What is needed
Restate exactly, and only, the lines from the one containing "I'm looking for the building" through the end of the entries, keeping both endpoints.

[Spatial localization data]
=== Section Start ===

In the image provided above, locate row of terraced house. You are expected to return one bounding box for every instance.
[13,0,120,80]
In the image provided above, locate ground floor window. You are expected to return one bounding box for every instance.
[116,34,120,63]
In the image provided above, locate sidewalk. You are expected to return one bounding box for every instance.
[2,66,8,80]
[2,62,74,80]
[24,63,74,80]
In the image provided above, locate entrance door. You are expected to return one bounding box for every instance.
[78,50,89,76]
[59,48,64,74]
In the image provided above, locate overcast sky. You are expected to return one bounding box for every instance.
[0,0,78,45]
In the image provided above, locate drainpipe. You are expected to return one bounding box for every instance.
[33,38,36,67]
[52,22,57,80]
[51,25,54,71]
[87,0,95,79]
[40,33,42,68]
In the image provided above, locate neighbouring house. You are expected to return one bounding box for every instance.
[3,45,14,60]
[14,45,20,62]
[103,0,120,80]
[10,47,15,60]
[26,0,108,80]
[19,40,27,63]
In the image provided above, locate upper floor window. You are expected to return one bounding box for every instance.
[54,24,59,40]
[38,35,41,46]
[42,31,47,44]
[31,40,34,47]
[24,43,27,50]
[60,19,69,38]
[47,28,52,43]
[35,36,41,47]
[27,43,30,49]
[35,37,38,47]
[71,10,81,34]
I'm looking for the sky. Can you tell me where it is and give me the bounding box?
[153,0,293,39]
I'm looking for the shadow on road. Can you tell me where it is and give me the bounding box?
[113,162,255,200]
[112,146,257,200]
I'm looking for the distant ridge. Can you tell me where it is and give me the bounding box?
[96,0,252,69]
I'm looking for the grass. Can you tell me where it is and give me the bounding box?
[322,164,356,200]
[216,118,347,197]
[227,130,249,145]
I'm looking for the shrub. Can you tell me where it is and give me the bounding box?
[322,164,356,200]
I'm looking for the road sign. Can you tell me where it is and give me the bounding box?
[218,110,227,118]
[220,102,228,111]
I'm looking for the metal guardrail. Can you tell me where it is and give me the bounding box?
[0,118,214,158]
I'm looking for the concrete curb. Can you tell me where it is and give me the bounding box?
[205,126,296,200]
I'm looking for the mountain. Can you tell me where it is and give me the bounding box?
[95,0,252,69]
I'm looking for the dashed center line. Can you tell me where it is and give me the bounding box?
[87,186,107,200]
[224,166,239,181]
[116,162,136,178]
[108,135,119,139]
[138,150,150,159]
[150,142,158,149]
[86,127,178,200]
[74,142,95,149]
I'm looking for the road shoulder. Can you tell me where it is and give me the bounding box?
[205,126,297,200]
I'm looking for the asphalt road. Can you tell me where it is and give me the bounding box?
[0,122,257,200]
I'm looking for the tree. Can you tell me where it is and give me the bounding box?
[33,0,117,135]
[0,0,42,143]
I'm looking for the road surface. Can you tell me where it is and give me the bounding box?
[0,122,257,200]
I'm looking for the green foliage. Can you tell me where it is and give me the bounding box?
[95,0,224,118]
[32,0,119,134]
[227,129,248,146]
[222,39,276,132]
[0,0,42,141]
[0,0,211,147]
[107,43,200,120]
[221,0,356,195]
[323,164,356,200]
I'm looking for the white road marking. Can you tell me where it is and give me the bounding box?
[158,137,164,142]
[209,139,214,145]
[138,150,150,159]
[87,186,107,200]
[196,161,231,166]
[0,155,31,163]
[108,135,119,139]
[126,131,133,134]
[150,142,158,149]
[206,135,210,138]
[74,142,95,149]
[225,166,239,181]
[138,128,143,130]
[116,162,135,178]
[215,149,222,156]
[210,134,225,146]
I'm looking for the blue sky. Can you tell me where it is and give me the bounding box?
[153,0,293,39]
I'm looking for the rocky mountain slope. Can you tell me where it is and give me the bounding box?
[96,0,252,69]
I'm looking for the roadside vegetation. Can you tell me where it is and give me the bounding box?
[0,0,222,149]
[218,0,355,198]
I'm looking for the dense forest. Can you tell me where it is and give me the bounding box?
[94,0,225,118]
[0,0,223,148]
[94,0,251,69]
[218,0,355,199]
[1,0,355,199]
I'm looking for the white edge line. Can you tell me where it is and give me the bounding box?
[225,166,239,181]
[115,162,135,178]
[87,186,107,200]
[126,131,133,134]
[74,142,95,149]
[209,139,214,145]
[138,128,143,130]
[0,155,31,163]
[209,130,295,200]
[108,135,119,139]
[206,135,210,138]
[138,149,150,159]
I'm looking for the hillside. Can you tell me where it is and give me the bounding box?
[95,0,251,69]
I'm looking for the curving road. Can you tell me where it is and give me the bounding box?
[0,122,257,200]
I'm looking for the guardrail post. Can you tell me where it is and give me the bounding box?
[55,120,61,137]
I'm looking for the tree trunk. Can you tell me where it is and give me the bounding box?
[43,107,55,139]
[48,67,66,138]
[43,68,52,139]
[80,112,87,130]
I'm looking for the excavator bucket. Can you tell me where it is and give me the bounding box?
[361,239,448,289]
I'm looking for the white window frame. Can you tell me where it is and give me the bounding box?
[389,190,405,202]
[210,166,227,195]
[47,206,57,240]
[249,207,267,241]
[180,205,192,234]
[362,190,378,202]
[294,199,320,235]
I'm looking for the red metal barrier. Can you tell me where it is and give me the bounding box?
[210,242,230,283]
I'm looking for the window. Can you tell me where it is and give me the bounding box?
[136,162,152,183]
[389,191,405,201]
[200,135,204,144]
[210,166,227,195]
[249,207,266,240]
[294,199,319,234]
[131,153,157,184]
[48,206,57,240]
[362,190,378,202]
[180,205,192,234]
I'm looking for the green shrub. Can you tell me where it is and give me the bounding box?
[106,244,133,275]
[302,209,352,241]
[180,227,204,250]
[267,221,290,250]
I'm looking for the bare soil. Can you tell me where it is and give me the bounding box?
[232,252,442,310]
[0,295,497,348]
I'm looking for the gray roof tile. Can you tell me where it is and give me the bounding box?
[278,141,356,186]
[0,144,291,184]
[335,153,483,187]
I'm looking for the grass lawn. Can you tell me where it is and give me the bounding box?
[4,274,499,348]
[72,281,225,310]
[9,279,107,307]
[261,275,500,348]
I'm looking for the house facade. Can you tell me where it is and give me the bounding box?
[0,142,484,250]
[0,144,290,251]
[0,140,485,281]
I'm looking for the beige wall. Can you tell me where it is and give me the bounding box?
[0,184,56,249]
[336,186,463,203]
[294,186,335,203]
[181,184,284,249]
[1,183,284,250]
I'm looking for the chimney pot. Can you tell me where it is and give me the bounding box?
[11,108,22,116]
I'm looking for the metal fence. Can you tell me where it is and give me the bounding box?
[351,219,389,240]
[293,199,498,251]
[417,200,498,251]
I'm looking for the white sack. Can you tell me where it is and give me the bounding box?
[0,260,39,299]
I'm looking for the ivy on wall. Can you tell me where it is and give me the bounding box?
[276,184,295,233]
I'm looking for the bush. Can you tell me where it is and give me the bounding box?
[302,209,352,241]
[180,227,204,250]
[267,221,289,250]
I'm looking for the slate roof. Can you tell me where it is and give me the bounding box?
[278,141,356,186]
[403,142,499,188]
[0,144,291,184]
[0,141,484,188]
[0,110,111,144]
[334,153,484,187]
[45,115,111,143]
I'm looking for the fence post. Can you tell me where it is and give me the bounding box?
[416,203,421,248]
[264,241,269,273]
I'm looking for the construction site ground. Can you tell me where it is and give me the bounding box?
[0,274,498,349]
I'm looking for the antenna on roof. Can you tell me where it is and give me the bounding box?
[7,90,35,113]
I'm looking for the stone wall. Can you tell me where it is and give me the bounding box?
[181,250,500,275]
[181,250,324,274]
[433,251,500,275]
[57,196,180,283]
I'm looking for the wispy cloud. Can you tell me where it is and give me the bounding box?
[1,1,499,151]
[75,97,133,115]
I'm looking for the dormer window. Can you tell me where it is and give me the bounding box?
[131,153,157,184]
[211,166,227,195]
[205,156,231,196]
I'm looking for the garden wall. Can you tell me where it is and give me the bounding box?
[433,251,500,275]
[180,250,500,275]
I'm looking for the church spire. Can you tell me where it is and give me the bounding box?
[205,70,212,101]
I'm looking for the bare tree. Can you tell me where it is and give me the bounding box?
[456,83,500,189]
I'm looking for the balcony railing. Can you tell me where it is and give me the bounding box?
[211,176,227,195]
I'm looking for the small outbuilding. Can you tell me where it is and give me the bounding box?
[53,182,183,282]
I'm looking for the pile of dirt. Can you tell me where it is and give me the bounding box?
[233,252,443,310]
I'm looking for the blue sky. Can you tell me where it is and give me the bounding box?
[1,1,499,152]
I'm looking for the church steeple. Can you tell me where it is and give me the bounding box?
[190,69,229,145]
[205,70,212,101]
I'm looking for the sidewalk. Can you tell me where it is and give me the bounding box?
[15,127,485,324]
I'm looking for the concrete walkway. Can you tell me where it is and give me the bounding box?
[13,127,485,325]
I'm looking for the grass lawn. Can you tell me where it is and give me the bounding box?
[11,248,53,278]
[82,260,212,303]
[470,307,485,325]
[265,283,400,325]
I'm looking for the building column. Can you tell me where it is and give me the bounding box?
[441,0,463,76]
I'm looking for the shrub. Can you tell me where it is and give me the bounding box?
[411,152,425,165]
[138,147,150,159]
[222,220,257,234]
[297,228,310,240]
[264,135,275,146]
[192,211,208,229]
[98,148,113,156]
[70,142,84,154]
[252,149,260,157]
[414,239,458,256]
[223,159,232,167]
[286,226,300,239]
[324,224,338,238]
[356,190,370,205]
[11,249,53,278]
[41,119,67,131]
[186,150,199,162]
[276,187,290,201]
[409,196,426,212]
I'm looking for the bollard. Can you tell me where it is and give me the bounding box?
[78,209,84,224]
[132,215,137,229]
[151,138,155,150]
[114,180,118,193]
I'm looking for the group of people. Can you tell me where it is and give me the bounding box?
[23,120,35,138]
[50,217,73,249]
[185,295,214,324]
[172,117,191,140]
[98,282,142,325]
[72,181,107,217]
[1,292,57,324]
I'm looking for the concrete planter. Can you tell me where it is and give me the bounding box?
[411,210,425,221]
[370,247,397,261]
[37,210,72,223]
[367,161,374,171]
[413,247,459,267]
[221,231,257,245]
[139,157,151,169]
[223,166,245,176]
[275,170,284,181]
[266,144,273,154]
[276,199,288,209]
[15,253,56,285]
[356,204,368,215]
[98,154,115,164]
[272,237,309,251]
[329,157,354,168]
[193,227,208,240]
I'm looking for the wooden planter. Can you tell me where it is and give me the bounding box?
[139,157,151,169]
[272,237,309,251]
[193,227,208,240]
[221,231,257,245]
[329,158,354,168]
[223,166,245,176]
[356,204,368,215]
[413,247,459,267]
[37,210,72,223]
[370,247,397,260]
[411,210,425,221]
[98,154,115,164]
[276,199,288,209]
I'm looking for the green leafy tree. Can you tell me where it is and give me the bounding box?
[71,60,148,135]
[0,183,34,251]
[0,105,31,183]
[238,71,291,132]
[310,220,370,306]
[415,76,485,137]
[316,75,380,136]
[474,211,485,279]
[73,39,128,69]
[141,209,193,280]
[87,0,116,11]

=== Section End ===

Exercise output
I'm looking for the building column. Can you tell me where it is and give me the bounding box?
[441,0,463,76]
I'm looking for the shrub. Can you tell me where it is and give me the bounding box?
[411,152,425,165]
[138,147,150,159]
[222,220,257,234]
[297,228,310,240]
[264,135,275,146]
[192,211,208,229]
[98,148,113,156]
[70,142,84,154]
[252,149,260,157]
[414,239,458,256]
[223,159,232,167]
[286,226,300,239]
[324,224,338,238]
[356,190,370,205]
[11,249,53,278]
[41,119,67,131]
[186,150,199,162]
[276,187,290,201]
[409,196,426,212]
I'm looking for the bollard. Can you tell me where it is and give me the bounding box?
[78,209,84,224]
[132,215,137,229]
[151,138,155,150]
[114,180,118,193]
I'm looking for the group of people. Can you tell me where it is and give me the bounding box?
[23,120,35,138]
[50,217,73,249]
[185,295,214,324]
[172,117,191,140]
[98,282,142,325]
[72,181,107,217]
[1,292,57,324]
I'm looking for the concrete planter. Can you tell me where it is and give me the bounding box?
[411,210,425,221]
[370,247,397,261]
[37,210,72,223]
[367,161,374,171]
[413,247,459,267]
[221,231,257,245]
[139,157,151,169]
[223,166,245,176]
[275,170,284,181]
[266,144,273,154]
[276,199,288,209]
[15,253,56,285]
[356,204,368,215]
[98,154,115,164]
[272,237,309,251]
[329,157,354,168]
[193,227,208,240]
I'm looking for the wooden planter. Can you tell me where it is and give me the bounding box?
[139,157,151,169]
[272,237,309,251]
[193,227,208,240]
[221,231,257,245]
[329,158,354,168]
[223,166,245,176]
[356,204,368,215]
[413,247,459,267]
[37,210,72,223]
[370,247,397,260]
[411,210,425,221]
[98,154,115,164]
[276,199,288,209]
I'm looking for the green leafy tree. Can you tell me where it is and give me the bounding box?
[71,60,148,135]
[0,183,34,251]
[0,105,31,183]
[238,71,291,132]
[310,220,370,306]
[415,76,485,137]
[316,75,380,136]
[474,211,485,279]
[73,39,128,69]
[141,209,193,280]
[87,0,116,11]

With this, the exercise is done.